Input data =
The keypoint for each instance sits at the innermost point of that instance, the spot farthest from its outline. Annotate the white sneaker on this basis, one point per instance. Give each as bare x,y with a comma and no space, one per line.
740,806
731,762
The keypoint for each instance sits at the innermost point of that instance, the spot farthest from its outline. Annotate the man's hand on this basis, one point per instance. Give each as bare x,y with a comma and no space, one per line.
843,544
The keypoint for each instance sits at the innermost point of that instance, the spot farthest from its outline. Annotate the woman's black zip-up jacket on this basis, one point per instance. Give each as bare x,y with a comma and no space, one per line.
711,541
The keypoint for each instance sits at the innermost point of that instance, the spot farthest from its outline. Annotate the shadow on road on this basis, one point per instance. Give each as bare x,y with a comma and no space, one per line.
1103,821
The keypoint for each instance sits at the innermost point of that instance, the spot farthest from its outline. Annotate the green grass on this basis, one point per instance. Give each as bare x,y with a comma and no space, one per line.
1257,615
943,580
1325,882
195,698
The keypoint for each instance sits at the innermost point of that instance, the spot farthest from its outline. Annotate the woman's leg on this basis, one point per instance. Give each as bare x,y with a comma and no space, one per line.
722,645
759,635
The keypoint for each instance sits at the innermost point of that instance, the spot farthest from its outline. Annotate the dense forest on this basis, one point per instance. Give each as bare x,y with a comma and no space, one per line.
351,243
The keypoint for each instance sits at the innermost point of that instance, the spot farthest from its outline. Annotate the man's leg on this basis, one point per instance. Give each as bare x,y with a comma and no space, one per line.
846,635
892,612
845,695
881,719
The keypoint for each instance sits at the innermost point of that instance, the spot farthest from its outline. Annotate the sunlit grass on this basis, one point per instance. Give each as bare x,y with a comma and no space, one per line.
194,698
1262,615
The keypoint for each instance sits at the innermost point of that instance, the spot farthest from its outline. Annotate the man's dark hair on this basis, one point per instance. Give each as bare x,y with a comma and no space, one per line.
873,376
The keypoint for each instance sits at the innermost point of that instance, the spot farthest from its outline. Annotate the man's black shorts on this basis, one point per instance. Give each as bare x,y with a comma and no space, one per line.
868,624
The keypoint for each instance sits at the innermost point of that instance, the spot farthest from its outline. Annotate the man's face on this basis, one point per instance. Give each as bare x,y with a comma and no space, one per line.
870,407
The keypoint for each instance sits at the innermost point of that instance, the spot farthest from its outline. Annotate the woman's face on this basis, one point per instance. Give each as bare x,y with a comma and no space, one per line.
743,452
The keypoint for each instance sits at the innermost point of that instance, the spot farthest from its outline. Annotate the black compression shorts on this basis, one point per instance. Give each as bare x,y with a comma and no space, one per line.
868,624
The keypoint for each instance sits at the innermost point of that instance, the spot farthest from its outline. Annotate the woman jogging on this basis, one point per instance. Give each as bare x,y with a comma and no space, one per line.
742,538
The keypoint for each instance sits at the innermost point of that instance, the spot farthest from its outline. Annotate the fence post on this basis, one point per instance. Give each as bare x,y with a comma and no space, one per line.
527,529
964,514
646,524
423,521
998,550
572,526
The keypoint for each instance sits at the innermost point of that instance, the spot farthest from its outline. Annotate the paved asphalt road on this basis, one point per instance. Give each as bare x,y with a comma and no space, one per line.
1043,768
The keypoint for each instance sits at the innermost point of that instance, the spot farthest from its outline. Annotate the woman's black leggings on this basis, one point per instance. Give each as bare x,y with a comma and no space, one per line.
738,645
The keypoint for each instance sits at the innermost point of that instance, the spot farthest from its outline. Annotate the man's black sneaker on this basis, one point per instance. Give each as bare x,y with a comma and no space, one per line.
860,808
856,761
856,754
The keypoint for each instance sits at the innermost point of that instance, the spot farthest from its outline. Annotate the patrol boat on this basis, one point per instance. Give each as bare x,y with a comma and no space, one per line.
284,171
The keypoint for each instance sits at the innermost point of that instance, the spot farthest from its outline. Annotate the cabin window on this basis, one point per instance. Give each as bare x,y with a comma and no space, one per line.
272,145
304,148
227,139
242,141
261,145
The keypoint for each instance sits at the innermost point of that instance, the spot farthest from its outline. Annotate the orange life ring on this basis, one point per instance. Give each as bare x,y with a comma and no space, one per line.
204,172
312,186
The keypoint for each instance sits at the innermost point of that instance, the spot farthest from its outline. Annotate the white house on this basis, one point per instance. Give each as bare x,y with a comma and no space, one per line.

The task = Starting at the line that contains "woman's black leggings", write out every line to the end of the entries, exactly as given.

Task output =
The keypoint for each instance sits at the innermost point of that instance, the spot farthest from its outline. Annotate the woman's black leggings on this basis, one point per instance. Give each as bare x,y with a comma and no space, one per line.
738,645
The keypoint for each instance sits at the innermost point of that instance, the spot farthest from its outline. Annotate the man's black sneaker on this basis, one point per instance. Give each as bare x,y with a comma and no space, one per line.
860,808
856,761
856,754
The keypoint for each instance sits at the innermost point of that instance, the spot farthest from its outline. Annotate the patrol boat on this basis, one point per instance. Give each as bare x,y with a comma and no space, one per line.
284,171
The keypoint for each instance sits at the innermost point of that instance, the spot farthest from its outline. Annotate the cabin window on this basis, one point per instance. Give each as bare x,y with a comma and no space, one per line.
272,145
304,148
227,139
242,141
261,145
The keypoint for each instance sits at the innermost point of that instance, the spot farthest from its outline. Annotate the orange life ring on this basis, one point per instance. Give each as bare x,y with a comma and no space, one per line.
204,172
312,186
The keypoint for each instance sits at the innermost point of that instance, the spot farthest from its outline. Annotate the white house on this basis, one point per instance. Give each as bare x,y with a comma and no space, one per line.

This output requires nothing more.